▶ GIVEN INSTRUCTION
What follows is a block of records; reproduce all of it verbatim.

▶ INPUT FOR THIS TASK
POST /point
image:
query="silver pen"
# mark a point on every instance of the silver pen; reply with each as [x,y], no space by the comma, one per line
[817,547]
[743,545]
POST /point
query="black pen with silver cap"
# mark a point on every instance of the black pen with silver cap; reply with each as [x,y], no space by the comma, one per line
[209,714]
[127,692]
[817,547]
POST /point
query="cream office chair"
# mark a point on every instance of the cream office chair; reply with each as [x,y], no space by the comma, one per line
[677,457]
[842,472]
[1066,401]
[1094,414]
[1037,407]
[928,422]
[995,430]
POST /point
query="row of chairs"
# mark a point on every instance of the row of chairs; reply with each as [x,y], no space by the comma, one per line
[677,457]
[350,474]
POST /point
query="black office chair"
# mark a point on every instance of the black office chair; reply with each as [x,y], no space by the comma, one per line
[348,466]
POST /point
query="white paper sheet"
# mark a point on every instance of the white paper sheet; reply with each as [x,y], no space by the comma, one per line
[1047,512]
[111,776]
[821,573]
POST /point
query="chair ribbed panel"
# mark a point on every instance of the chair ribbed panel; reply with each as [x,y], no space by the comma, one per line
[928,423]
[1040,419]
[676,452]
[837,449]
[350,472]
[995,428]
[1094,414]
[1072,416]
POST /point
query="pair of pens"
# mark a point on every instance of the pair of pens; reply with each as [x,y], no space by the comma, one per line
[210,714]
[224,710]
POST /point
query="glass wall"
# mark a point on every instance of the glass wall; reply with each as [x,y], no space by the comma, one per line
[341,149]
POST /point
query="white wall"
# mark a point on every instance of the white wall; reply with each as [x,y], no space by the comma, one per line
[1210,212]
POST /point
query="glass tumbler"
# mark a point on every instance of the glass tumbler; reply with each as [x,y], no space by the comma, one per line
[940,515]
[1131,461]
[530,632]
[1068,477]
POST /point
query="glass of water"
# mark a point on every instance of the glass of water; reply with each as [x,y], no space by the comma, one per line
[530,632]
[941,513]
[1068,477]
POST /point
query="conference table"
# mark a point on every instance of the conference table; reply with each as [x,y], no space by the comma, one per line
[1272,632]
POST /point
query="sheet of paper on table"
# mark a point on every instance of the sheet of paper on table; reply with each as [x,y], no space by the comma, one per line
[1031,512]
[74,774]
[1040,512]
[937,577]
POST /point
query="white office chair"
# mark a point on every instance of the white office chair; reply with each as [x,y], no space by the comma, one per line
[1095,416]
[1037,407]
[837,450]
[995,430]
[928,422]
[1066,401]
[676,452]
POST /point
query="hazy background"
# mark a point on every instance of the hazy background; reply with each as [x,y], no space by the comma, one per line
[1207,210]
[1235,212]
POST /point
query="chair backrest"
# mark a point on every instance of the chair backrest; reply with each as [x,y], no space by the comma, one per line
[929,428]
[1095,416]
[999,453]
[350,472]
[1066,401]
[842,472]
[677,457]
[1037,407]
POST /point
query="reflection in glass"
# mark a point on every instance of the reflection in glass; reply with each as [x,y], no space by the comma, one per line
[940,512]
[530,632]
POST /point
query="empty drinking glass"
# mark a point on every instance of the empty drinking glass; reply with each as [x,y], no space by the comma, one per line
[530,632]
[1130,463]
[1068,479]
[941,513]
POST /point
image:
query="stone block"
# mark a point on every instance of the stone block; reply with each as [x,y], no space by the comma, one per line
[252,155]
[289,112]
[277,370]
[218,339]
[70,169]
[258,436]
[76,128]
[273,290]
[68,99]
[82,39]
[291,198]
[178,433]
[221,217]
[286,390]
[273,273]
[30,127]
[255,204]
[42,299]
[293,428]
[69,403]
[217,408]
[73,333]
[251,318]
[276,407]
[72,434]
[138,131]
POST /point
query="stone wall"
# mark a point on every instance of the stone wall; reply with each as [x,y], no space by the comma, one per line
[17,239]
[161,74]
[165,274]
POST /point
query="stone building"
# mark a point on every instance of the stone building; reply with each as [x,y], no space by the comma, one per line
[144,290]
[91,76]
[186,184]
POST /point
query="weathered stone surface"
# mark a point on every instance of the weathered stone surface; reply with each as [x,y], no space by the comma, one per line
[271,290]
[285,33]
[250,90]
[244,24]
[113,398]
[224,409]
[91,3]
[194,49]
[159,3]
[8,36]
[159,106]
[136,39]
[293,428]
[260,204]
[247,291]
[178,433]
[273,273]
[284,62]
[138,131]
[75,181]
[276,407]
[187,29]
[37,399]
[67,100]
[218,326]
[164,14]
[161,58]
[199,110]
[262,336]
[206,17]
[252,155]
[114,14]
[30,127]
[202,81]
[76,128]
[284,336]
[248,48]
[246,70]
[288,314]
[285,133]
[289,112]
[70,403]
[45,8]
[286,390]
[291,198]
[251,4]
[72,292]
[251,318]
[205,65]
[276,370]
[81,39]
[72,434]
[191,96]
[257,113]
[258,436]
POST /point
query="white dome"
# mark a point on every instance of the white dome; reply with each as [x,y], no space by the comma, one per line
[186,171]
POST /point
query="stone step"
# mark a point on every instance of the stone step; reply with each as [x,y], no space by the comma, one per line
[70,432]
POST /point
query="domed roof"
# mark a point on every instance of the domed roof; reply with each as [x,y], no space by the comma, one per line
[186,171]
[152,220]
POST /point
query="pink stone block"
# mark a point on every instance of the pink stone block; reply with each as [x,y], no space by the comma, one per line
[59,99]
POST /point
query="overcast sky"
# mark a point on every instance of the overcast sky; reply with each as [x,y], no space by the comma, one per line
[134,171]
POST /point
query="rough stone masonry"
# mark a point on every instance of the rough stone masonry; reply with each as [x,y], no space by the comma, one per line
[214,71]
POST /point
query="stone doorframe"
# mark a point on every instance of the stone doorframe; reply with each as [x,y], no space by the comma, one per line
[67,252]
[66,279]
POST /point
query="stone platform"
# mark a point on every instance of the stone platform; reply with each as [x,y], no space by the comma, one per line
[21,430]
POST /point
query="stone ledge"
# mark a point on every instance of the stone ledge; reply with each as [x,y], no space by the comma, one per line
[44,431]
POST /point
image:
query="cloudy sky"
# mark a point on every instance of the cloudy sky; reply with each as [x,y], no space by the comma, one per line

▶ ANSWER IN FULL
POST /point
image:
query="silver pen"
# mark a point on every instance of the silver pen; reply with each as [x,y], no space by the comma, one per line
[817,547]
[743,545]
POST /point
query="black pen with silver cap"
# mark a point on every instance of the black pen with silver cap; reply with each as [x,y], no space by the comma, one per line
[209,714]
[127,692]
[817,547]
POST /point
query="cream office chair"
# mark a point on every instance of the cream office chair; reply with each as [x,y], no space by the comma, one per line
[677,457]
[842,472]
[1066,401]
[1094,414]
[1037,407]
[928,422]
[995,430]
POST /point
query="row of chairs"
# mark a point on every instance of the row of chairs; reply with each as [x,y], no space by the comma, one per line
[677,457]
[350,474]
POST /point
query="black office chair"
# mark a point on every instance of the black office chair; reply with each as [x,y], no space by the comma, one per line
[348,466]
POST /point
query="white paper sheet"
# mark a point on every instance of the white paper sheet; reply with each as [x,y], no space by the comma, one per line
[1047,512]
[111,776]
[821,573]
POST /point
query="chair ribbed panel"
# mark a point on every instance of the chair ribbed panel; reply with each as [x,y], no space by the comma, one per line
[928,423]
[1040,419]
[676,452]
[837,449]
[350,472]
[995,428]
[1094,414]
[1072,416]
POST /point
query="pair of pens"
# mark a point on every instance of the pair of pens; reply with each as [x,y], no space by the comma, one per line
[210,714]
[224,710]
POST /point
query="glass wall"
# mark a point on every instance of the glass wall; reply with each as [x,y], no space by the comma, one per line
[341,149]
POST /point
query="white wall"
# mark a point on every instance of the white wall; reply with each as [x,y], no space by the comma, one per line
[1210,212]
POST /point
query="glass tumbler"
# mark a point on every instance of the glass tumbler; reply with each as [x,y], no space by the comma, one per line
[940,515]
[1131,461]
[530,632]
[1068,477]
POST /point
query="glass of water"
# mark a point on every instance of the glass of water; reply with each as [x,y], no space by the comma, one per line
[530,632]
[941,513]
[1068,477]
POST /point
query="conference table"
# mark a point on every instance of the conference table; reply with each as [x,y], no space by the comma, one per line
[1272,632]
POST /point
query="sheet of paper on table"
# mark a point on every instance of the sheet of paper on table; reply with each as [x,y], no space by the comma, one per line
[1031,512]
[74,774]
[1040,512]
[937,577]
POST /point
query="white office chair"
# mark a point on every instance of the white office chair; reply with each as [x,y], no space by the comma, one per line
[1095,416]
[1037,407]
[837,450]
[995,430]
[928,422]
[1066,401]
[676,452]
POST /point
query="hazy background"
# mark a point on every instance of the hazy background; reply with each as [x,y], no space by the comma, one per line
[1207,210]
[1235,212]
POST /point
query="chair backrest"
# mark a point on every instance of the chair backrest; reply with each as [x,y], no space by the comma, one per line
[929,428]
[1095,416]
[999,453]
[350,472]
[1066,401]
[842,472]
[677,457]
[1037,407]
POST /point
query="reflection in glass"
# mark a point on every instance of the reflection in glass; reply with each as [x,y], no space by the comma, one per line
[940,512]
[530,632]
POST /point
query="empty drinking glass"
# mark a point on every instance of the empty drinking glass; reply with each as [x,y], no space by the comma, one per line
[530,632]
[1130,463]
[1068,479]
[941,513]
POST /point
image:
query="stone block"
# mark a point on every instance of the stone block; reply with each as [x,y], no space by the comma, one per line
[252,155]
[289,112]
[277,370]
[218,339]
[70,169]
[258,436]
[76,128]
[273,290]
[68,99]
[82,39]
[291,198]
[178,433]
[221,217]
[286,390]
[273,273]
[30,127]
[255,204]
[42,299]
[293,428]
[69,403]
[217,408]
[73,333]
[251,318]
[276,407]
[72,434]
[138,131]
POST /point
query="stone wall"
# mark a point on every instance of the stone wall; reply with each as [x,y], no space by the comma, one per line
[17,239]
[161,74]
[165,274]
POST /point
query="stone building"
# mark a point on every instance of the stone building; reply with each as [x,y], no space by the comma, one per line
[144,290]
[91,76]
[186,184]
POST /point
query="weathered stone surface"
# mark a point on every instance of the weathered stone surface; reply with each as [x,y], no space by the comma, one per line
[271,290]
[285,33]
[250,90]
[244,24]
[113,398]
[224,409]
[91,3]
[194,49]
[159,3]
[8,36]
[159,106]
[136,39]
[293,428]
[260,204]
[247,291]
[178,433]
[273,273]
[284,62]
[138,131]
[75,181]
[276,407]
[187,29]
[37,399]
[67,100]
[218,326]
[164,14]
[161,58]
[199,110]
[262,336]
[206,17]
[252,155]
[114,14]
[30,127]
[202,81]
[76,128]
[284,336]
[248,48]
[246,70]
[288,314]
[285,133]
[289,112]
[70,403]
[45,8]
[286,390]
[291,198]
[251,4]
[72,292]
[251,318]
[205,65]
[276,370]
[81,39]
[72,434]
[191,96]
[257,113]
[258,436]
POST /point
query="white dome"
# mark a point on every instance of the white dome; reply with each as [x,y], no space by the comma, one per line
[186,171]
POST /point
query="stone step"
# mark a point on every instance of the stone step; reply with each as [x,y], no space by the comma, one per line
[70,432]
POST /point
query="domed roof"
# mark a point on every instance of the domed roof; reply with each as [x,y], no space by the comma, one per line
[186,171]
[152,220]
POST /point
query="pink stone block"
# mark a point on every instance of the pink stone block; reply with each as [x,y], no space by the comma, one per line
[59,99]
POST /point
query="overcast sky"
# mark a point on every instance of the overcast sky; reply with each as [x,y], no space by the comma, one per line
[134,171]
POST /point
query="rough stone masonry"
# mark a point on every instance of the rough stone masonry; reply with each as [x,y], no space by the comma, one per line
[214,71]
POST /point
query="stone doorframe"
# mark a point on every instance of the stone doorframe; reply with each as [x,y], no space by the comma, one per line
[67,252]
[66,279]
POST /point
query="stone platform"
# mark a point on every instance of the stone platform; reply with each as [x,y], no space by the comma, one per line
[21,430]
POST /point
query="stone ledge"
# mark a point on every instance of the stone ledge; reply with each as [x,y], no space by the comma, one per line
[44,431]
POST /point
image:
query="cloudy sky"
# mark a point on every instance of the cloudy sky; reply with each as [x,y], no space by the comma, one per line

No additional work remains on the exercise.